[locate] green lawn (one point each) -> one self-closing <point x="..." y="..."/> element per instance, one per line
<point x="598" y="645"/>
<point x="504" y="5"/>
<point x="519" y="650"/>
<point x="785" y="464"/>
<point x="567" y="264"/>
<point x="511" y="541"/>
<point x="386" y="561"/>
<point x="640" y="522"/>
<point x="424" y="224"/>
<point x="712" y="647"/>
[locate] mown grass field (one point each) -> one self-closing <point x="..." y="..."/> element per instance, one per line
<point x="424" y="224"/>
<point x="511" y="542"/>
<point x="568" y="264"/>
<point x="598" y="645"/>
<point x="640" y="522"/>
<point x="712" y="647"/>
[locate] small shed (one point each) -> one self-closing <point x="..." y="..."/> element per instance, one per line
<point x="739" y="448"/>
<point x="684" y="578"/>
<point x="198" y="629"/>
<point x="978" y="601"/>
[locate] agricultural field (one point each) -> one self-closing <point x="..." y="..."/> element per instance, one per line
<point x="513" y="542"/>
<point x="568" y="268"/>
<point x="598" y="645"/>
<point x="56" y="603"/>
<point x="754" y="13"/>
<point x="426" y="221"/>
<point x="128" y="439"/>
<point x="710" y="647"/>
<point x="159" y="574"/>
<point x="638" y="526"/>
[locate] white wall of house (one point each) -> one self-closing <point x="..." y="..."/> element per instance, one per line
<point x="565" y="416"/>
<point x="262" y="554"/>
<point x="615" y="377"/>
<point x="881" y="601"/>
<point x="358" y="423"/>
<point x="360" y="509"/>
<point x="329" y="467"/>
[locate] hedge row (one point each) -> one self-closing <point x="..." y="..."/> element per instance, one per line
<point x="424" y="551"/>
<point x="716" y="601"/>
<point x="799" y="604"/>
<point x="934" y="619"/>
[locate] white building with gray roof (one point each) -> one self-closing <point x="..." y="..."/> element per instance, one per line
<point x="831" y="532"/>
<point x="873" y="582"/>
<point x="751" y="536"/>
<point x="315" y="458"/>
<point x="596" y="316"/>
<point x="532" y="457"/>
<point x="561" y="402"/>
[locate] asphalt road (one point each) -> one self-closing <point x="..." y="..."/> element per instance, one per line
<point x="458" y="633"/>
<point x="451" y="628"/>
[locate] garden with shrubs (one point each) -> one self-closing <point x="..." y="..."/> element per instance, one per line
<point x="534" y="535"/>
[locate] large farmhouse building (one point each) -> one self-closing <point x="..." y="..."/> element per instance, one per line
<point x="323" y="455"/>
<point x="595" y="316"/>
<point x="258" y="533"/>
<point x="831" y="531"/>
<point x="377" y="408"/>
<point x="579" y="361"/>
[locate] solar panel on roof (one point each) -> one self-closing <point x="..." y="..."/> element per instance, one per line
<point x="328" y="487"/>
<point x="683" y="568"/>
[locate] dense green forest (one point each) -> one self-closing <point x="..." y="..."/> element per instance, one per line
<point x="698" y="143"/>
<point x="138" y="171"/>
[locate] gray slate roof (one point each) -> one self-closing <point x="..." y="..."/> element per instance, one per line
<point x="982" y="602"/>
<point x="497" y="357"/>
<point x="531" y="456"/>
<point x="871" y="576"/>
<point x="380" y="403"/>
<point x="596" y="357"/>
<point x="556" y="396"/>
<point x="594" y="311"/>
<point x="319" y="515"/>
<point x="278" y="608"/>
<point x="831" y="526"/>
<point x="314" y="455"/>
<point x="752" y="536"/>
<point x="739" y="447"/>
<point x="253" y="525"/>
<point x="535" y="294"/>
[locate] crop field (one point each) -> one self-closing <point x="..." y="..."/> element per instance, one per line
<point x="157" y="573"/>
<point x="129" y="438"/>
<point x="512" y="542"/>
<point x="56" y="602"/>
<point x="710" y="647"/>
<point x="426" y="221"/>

***

Copy each line of the material exactly as shown.

[locate] green lawn (one point each) -> one self-closing <point x="..." y="..."/> element per instance, one per line
<point x="598" y="645"/>
<point x="504" y="5"/>
<point x="519" y="650"/>
<point x="785" y="464"/>
<point x="567" y="264"/>
<point x="511" y="541"/>
<point x="386" y="561"/>
<point x="640" y="522"/>
<point x="424" y="224"/>
<point x="712" y="647"/>
[locate] mown grass field (one point each) -> one self-closing <point x="..." y="..."/> element per instance, one per line
<point x="424" y="224"/>
<point x="511" y="542"/>
<point x="568" y="264"/>
<point x="598" y="645"/>
<point x="640" y="522"/>
<point x="712" y="647"/>
[locate] small shed (one point each) -> one self-closing <point x="..." y="..."/> element per instance, one per line
<point x="739" y="448"/>
<point x="684" y="578"/>
<point x="198" y="629"/>
<point x="978" y="601"/>
[locate] agricultural field (one point each) -> one self-closing <point x="..." y="..."/> element per instance, one per line
<point x="513" y="542"/>
<point x="568" y="268"/>
<point x="598" y="645"/>
<point x="56" y="603"/>
<point x="754" y="13"/>
<point x="426" y="221"/>
<point x="128" y="439"/>
<point x="710" y="647"/>
<point x="159" y="574"/>
<point x="638" y="526"/>
[locate] white wall of house (one point each) -> one self-closing <point x="..." y="..."/> element per instance, one per line
<point x="565" y="416"/>
<point x="262" y="554"/>
<point x="615" y="377"/>
<point x="881" y="601"/>
<point x="358" y="423"/>
<point x="360" y="509"/>
<point x="329" y="467"/>
[locate] hedge row (one point each) -> one self-closing <point x="..." y="..."/> element per instance, one per line
<point x="424" y="551"/>
<point x="716" y="601"/>
<point x="799" y="604"/>
<point x="934" y="619"/>
[locate] white building with gray roof (one point each) -> one self-closing <point x="..." y="..."/> element per instance, one per line
<point x="831" y="532"/>
<point x="873" y="582"/>
<point x="751" y="536"/>
<point x="315" y="458"/>
<point x="596" y="316"/>
<point x="532" y="457"/>
<point x="561" y="402"/>
[locate] asphalt road (one point each) -> one self-closing <point x="..." y="..."/> element per instance, one per line
<point x="458" y="633"/>
<point x="451" y="628"/>
[locate] garden with shrubs (one point each) -> one self-closing <point x="..." y="..."/> element per instance, one per line
<point x="534" y="535"/>
[locate] large farmhouse building (one point each) -> one self-closing <point x="..." y="..."/> element per instance, one per line
<point x="323" y="455"/>
<point x="595" y="316"/>
<point x="258" y="533"/>
<point x="831" y="531"/>
<point x="377" y="408"/>
<point x="579" y="361"/>
[locate] solar panel on roof (one point each) -> one self-closing <point x="..." y="..."/> element per instance, one per line
<point x="328" y="487"/>
<point x="683" y="568"/>
[locate] dense green forest (one point each) -> one self-closing <point x="..." y="..."/> element per instance, one per line
<point x="698" y="143"/>
<point x="138" y="171"/>
[locate] gray slate roof (one point each) -> one self-closing <point x="..." y="..."/> element per instance, one per line
<point x="982" y="602"/>
<point x="497" y="357"/>
<point x="531" y="456"/>
<point x="871" y="576"/>
<point x="380" y="403"/>
<point x="596" y="357"/>
<point x="556" y="396"/>
<point x="594" y="311"/>
<point x="319" y="515"/>
<point x="278" y="608"/>
<point x="831" y="526"/>
<point x="314" y="455"/>
<point x="752" y="536"/>
<point x="739" y="447"/>
<point x="253" y="525"/>
<point x="535" y="294"/>
[locate] crop field (one point each) -> one self-closing <point x="..." y="..."/> element per instance, one per line
<point x="157" y="573"/>
<point x="129" y="438"/>
<point x="512" y="542"/>
<point x="56" y="602"/>
<point x="710" y="647"/>
<point x="426" y="221"/>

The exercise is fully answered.